CHALLENGE A: Gather every line of the entries that contains the string "windshield", and copy each one out. Case counts.

PASSAGE GIVEN:
= = = = = = =

One might argue, because so much emphasis is placed on monetary value and material goods in the story of Charles Foster Kane, that money or materials are of the highest value in Citizen Kane. The opposite is true, however, and though this is insisted upon throughout the course of the storyline, the point is never truly driven in until the film’s final moments. The conclusion, the notion that despite all of his commercial and cultural success, Kane was still focusing on the loss of his childhood, and his innocence, during the moments before his death, falls in place with the argument that money is worthless in the face of internal health. The last time in Kane’s life that he was actually given the option to think for himself and act on behalf of his own personal well being was likely during his childhood, so the tragedy of his death is heightened by the fact that his youth, the most natural (and possibly the ultimate) form of integrity and virtue, was stolen from him so early on in the trajectory of his own narrative.
I find it to be quite wonderful, albeit heartbreaking, how Welles’ himself (and his editor, Robert Wise, of course) structure the non-linearity of the narrative. The film plays out like a mystery lacking humanity, only to be subverted by a finale focusing only on the most human aspect of Kane’s character. The majority of the narrative takes place from the perspective of the press, those itching to discover the meaning of Kane’s final words, in order to get one conclusive scoop on the man, one last story to publish in relation to his name. It’s only fitting, then, that we are almost deceived by Welles through the action of placing us in the POV of the press for most of the story; we, too, hunger for the meaning behind Kane’s final words and, as the story moves forward, we begin to forget what sort of personal or experiential importance this word might’ve had to the man, and are more interested in the outcome of society as a whole discovering the meaning behind his final utterance. It’s even more fitting, then, that we’re abruptly ripped from the perspective of the press during the film’s final sequence and placed into an omniscient POV. The press never finds out the significance of the word “rosebud,” nor any of the characters, but the spectators are indeed provided with its meaning and it turns out to be symbolic of the film’s humanist endgame.

= = = = = = =

RECORDS SUPPLIED:
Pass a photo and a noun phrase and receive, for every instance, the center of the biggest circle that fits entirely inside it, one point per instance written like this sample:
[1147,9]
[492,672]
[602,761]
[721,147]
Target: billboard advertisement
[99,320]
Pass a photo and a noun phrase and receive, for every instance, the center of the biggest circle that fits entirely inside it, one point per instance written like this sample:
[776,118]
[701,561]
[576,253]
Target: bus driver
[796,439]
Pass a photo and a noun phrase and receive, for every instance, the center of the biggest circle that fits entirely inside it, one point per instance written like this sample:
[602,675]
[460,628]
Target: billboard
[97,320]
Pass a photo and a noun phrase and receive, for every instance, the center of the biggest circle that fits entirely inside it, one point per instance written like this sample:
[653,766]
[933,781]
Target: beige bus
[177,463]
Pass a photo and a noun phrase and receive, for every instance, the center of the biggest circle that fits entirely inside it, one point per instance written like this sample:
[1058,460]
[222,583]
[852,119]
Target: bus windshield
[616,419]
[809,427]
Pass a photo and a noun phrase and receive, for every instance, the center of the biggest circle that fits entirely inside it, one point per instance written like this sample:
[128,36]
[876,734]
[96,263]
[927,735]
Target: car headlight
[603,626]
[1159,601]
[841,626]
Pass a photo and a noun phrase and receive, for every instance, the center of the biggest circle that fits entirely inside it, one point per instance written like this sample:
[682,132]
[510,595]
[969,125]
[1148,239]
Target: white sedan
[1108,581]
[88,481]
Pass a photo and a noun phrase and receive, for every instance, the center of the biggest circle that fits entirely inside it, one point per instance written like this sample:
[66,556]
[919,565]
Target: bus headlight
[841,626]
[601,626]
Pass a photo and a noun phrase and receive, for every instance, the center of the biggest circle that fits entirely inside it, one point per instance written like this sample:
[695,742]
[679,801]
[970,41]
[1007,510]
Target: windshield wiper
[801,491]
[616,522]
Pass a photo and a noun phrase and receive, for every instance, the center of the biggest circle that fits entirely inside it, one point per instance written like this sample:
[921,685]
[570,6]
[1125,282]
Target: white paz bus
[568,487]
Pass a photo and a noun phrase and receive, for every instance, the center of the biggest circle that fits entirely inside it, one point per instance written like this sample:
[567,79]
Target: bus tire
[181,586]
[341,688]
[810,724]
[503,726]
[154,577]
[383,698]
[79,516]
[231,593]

= = = = = = =

CHALLENGE B:
Answer these questions from the Citizen Kane essay:
(i) According to the essay, when was the last time Kane was likely given the option to think for himself?
(ii) Who does the essay name as Welles's editor?
(iii) What word's significance does the press never find out?

EXERCISE OUTPUT A:
Target: bus windshield
Target: windshield wiper

EXERCISE OUTPUT B:
(i) During his childhood.
(ii) Robert Wise.
(iii) "Rosebud."